▸ 指示内容:
2階マンションの売却を扱った文章を、示された最後の文の続きから書き継ぎなさい。

マンションの2階に位置する部屋、「2階マンション」は売れないといった意見がありますが、ポイントをおさえることで、売却の成功率を上げることができます。 この記事では、2階マンションのデメリット・メリットを理解した上で、2階マンションのターゲット層にスムーズに売却する方法をお伝えしていきます。
2階マンションのデメリット
2階マンションのデメリットについて解説します。
湿気がこもりやすい
2階マンションは、湿気がこもりやすいというデメリットがあります。 湿気がこもりやすい原因としては、隣地の建物との距離が近くて風通しが良くない、日当たりが良くない、地面からの湿気が昇ってくる、などが挙げられます。
ベランダからの眺望が良くない
立地環境にもよりますが、2階マンションは、眺望に恵まれない事が多いです。特に都市部の場合は、近隣のマンションや戸建て住宅などが見られる程度で、あまり眺望には期待できないケースが多いでしょう。
防犯上のリスク
2階マンションは防犯上のリスクがある傾向にあります。2階程度の高さであれば、オートロックのエントランスがあったとしても、バルコニー側から侵入される可能性があるからです。
立地により日当たりが悪い可能性がある
近隣にマンションやビルなどがある2階マンションの場合、日当たりが悪い可能性があります。 周囲に建物が少ない場所であれば、日当たりが良いマンションもあるため一概には言えませんが、マンションが都市部や住宅密集エリアにある場合、2階の部屋は日当たりが悪い傾向にあります。
階下が駐車場の場合は底冷えする
マンションの構造によって、1階にも部屋があるタイプと、1階がエントランスや駐車場になっているタイプがあります。1階がエントランスや駐車場などの場合、空間が空いているため2階の部屋が底冷えすることがあります。
2階マンションのメリット
2階マンションのメリットについて解説します。
安く購入することができる
2階マンションは、需要が限られるため資産価値が低く、比較的安く販売されています。 売主側としては、少しでも高く売却したいところですが、購入希望者側からすると、安く購入することができる点は魅力的なセールスポイントとなります。 もちろん、2階の部屋だからといって必ずしも安く売却する必要はなく、物件の良い点をアピールすることで、より高値で売却できる可能性は上がります。
コストパフォーマンスが良い
付属設備・サービスが充実しているマンションの場合、2階の部屋はコストパフォーマンスが良いといえるでしょう。 マンションによってはジム・プールやフロントサービスといった付属の設備・サービスが提供されているところもあります。 そのようなマンションの場合、2階であれば他の部屋よりも安価に購入できる一方で、他の部屋と同じ設備・サービスを利用できることが大きなメリットとなるでしょう。

[データ収集の記録]
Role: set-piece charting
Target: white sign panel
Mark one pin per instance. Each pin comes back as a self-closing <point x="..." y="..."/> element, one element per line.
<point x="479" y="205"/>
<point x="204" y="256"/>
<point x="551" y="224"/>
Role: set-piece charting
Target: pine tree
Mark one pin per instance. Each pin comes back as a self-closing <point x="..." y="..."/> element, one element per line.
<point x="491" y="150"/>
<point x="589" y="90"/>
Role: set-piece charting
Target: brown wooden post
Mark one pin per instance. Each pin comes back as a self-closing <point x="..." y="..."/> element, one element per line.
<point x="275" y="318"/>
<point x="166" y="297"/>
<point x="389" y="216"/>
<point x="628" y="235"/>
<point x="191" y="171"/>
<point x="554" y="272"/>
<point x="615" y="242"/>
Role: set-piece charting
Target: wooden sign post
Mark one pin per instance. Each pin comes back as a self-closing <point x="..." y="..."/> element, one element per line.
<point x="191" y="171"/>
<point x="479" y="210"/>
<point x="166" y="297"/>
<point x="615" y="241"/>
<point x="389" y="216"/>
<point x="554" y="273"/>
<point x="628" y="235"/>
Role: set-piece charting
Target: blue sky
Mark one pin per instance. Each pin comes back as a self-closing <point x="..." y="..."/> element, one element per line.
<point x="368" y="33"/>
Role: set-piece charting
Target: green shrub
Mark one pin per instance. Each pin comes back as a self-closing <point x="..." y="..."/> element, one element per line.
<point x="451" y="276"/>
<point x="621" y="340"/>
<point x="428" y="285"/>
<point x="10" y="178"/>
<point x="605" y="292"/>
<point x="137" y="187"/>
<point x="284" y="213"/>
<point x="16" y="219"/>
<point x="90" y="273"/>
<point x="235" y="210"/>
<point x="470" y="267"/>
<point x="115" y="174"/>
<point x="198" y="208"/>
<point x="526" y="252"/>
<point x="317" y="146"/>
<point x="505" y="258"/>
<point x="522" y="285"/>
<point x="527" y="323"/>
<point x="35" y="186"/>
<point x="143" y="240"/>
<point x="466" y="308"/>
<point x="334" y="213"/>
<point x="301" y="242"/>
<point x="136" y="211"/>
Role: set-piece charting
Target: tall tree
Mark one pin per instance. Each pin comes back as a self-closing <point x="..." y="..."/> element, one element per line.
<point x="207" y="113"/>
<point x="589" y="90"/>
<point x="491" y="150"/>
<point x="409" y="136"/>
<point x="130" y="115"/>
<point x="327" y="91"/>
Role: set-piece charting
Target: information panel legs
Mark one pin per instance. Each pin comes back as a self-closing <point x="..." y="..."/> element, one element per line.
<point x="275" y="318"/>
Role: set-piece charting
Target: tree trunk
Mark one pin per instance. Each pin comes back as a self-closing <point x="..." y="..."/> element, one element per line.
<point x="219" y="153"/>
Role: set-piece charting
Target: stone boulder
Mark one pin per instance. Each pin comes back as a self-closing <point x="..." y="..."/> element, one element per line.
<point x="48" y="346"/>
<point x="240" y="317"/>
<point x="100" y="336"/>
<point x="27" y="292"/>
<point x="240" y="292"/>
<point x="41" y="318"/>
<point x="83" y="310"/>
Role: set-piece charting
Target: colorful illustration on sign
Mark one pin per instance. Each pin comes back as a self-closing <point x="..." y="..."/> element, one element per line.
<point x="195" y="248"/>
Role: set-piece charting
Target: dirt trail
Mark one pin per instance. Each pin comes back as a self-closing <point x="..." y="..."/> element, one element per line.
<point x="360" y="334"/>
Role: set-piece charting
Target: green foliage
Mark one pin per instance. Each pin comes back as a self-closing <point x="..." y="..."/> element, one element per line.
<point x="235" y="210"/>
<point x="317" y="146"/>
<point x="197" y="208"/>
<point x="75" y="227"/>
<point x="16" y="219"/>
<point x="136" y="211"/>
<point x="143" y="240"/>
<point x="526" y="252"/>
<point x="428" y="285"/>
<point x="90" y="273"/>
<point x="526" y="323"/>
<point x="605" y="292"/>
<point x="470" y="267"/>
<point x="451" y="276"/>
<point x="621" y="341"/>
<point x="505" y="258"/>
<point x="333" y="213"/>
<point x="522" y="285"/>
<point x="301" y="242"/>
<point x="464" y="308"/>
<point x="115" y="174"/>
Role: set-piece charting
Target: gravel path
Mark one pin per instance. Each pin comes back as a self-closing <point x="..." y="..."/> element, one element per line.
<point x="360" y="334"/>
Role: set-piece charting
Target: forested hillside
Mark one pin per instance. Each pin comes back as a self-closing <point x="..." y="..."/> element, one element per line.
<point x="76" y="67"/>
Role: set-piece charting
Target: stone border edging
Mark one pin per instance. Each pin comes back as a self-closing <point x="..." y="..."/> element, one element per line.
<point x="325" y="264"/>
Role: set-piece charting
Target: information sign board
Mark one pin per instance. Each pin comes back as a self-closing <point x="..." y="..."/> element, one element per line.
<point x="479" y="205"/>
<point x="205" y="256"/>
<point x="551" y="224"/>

▸ 結果:
固定資産税が安くなる(タワマンの場合)
2017年4月以降に新築されたタワーマンションの2階の部屋であれば、他の部屋よりも毎年の固定資産税が抑えられることが期待できます。 2017年の税制改正により、2017年4月以降に新築されたタワーマンションの2階の部屋は、高層階よりも固定資産税が安くなります。2017年4月以前に建てられた中古のタワーマンションの場合は、従来どおり、低層の部屋も高層の部屋も固定資産税は変わりません。 20階以上(60メートル超)の建物をタワーマンションと定義されていて、中間階を基準に、階が下がるごとに、約 0.26%ずつ固定資産税が安くなります。
移動する際に便利
2階マンションは、エレベーターの他に、階段でも簡単に移動が可能です。朝の忙しい時間にも、ストレスなく外出できる点は大きなメリットといえます。 高層マンションの上層階では数分間のエレベーターの待ち時間が発生することも珍しくありません。
災害時に避難しやすい傾向にある
移動の便利さは、災害時の避難しやすさにもつながります。 火災が起こった際は煙が発生しますが、煙は下から上に昇っていく性質があります。2階の部屋であれば煙に巻かれる前に迅速な避難が可能です。水害の際にも、1階より高さがあるため、被害にあいにくい特徴があります。
地震の際に揺れが少ない
地震が起こったとき、マンションの上層階ほど大きく揺れ、2階マンションは比較的、揺れが小さくなります。また被災後の生活においても、停電でエレベーターが使えないと、マンションの上層階は階段の上り下りで大変ですが、2階の部屋ならスムーズに出入りできます。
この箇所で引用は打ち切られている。